# Exercise directions
Collect every line in the items below that contains the string "tree", matching case exactly.

# Data records
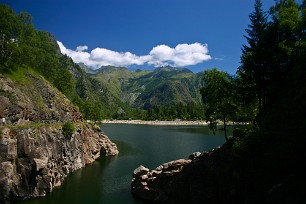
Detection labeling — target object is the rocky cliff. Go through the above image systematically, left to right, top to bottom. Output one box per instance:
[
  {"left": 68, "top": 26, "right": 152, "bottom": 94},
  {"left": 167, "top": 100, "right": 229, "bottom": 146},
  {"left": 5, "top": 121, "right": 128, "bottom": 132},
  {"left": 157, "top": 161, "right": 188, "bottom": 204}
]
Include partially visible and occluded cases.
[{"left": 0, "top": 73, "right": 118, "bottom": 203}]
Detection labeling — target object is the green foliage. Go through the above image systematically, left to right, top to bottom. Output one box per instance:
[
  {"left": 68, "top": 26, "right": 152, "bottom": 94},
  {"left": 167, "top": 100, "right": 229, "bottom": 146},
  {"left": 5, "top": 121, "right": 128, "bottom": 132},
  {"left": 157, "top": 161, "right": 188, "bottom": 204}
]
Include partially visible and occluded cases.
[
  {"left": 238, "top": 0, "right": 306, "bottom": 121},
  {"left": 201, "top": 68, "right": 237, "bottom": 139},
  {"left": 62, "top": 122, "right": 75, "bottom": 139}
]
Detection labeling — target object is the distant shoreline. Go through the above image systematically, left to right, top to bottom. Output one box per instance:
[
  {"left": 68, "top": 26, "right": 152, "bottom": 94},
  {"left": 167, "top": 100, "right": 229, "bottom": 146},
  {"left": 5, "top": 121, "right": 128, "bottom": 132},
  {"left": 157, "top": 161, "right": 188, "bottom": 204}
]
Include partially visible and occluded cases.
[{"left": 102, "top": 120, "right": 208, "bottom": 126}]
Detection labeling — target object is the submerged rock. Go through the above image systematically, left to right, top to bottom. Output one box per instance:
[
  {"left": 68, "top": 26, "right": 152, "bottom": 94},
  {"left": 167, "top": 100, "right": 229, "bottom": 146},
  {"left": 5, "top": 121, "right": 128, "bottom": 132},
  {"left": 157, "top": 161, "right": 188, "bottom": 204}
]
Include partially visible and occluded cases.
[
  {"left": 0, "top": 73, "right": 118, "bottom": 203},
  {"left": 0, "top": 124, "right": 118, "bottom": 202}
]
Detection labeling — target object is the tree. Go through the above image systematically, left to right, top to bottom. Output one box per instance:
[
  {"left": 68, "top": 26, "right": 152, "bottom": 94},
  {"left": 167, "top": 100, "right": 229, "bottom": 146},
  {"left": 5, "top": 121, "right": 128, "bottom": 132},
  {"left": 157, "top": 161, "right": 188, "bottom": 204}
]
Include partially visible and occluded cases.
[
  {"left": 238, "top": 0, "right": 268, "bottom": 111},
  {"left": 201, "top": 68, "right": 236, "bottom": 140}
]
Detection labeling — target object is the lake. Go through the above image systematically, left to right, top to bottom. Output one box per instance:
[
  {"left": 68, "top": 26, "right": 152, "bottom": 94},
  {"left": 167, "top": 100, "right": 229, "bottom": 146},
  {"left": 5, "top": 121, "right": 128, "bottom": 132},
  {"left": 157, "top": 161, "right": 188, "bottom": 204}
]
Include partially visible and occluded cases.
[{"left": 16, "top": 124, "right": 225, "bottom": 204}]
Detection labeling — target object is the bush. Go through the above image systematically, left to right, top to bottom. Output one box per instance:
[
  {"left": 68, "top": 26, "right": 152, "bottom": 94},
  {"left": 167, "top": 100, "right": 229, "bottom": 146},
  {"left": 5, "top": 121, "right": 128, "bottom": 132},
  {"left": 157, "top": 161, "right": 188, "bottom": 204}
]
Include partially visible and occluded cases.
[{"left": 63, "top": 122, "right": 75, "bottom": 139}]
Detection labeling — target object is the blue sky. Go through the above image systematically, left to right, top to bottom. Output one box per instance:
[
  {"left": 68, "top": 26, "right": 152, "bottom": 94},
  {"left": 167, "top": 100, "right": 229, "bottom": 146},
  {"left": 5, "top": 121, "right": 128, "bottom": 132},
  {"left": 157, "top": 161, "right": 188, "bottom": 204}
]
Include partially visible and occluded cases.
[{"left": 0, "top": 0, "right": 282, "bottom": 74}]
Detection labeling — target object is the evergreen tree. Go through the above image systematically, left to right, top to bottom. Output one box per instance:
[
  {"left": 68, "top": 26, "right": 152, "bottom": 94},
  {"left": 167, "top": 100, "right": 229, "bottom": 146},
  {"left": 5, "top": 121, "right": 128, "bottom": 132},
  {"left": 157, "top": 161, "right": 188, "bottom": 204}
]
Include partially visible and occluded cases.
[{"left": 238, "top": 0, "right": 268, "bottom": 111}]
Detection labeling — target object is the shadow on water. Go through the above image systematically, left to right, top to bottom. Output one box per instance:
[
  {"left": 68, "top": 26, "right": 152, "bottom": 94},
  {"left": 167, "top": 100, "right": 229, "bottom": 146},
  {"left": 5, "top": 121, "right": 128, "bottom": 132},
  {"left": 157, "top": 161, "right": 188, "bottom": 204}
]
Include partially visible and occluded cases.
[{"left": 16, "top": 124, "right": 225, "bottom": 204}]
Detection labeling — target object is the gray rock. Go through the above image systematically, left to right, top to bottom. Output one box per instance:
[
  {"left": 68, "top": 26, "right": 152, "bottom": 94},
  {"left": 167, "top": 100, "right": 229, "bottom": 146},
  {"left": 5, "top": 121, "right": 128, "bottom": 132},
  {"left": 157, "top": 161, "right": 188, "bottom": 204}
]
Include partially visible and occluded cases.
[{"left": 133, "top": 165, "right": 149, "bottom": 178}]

# Task solution
Detection labeling — target object is the tree. Go through the above image systematically, left to right, top to bottom. Output one box per instance:
Detection labeling — target object is the evergreen tree. Go through the above image systematically, left to right, top to bottom. Output one box per instance:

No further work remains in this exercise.